§ **Stated problem**: Rewrite the stretch of material from the line containing "job | pin one point per instance of the white building" through the line containing "187), (182, 157)]", putting "mark" wherever "pin" appears and leaving everything else unchanged.

(Pointing and labeling entries)
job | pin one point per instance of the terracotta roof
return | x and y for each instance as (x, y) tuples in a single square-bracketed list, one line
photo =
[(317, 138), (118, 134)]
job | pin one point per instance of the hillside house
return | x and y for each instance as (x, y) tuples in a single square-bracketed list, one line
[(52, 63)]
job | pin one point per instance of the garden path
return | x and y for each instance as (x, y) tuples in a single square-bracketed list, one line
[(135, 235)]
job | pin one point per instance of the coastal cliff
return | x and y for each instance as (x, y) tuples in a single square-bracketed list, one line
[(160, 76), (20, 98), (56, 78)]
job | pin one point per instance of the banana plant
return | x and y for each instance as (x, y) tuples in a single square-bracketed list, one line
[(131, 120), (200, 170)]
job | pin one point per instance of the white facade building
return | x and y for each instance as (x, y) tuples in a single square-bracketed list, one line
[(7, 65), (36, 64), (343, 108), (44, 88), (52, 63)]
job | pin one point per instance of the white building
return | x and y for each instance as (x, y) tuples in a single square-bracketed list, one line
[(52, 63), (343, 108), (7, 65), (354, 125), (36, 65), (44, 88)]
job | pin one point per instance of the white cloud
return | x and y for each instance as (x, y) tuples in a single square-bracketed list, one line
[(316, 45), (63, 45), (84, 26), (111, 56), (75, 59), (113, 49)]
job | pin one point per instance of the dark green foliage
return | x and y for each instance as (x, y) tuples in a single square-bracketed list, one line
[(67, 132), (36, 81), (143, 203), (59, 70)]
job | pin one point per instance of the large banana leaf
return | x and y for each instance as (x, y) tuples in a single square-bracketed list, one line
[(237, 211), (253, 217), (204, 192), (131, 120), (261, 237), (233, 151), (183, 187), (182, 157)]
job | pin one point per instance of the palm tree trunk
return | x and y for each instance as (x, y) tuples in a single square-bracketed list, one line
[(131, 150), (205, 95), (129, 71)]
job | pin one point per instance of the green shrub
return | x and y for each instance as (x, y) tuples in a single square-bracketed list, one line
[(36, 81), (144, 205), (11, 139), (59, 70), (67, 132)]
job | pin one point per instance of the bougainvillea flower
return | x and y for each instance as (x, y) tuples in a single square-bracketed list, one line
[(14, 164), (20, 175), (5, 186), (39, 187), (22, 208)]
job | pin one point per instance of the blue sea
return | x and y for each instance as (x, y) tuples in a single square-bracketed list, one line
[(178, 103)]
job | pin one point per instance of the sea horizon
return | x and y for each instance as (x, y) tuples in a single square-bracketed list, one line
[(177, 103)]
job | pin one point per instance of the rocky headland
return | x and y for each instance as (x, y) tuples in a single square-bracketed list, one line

§ **Solution for this task**:
job | mark one point per instance of the white building
return | x and y for each instance as (x, y) tuples in a single square-bracketed list, one line
[(52, 63), (343, 108), (7, 65), (354, 125), (36, 65), (44, 88)]
job | mark one point per instance of the white cloud
return | x and y for each instance as (x, y) tuples in a single square-bracketed list, one line
[(316, 45), (63, 45), (84, 26), (111, 56), (75, 59), (113, 49)]
job | mark one point per instance of the dark green foliage
return | x and y for each instance as (x, y) tuples in a single square-bracketed list, one line
[(67, 132), (36, 81), (143, 203), (59, 70)]
job | mark one point per instance of the large banana leaf
return | x and y for each instance as (x, y) tuples in a single square-bracketed list, one line
[(237, 211), (253, 217), (204, 192), (131, 120), (261, 237), (233, 151), (183, 187), (182, 157)]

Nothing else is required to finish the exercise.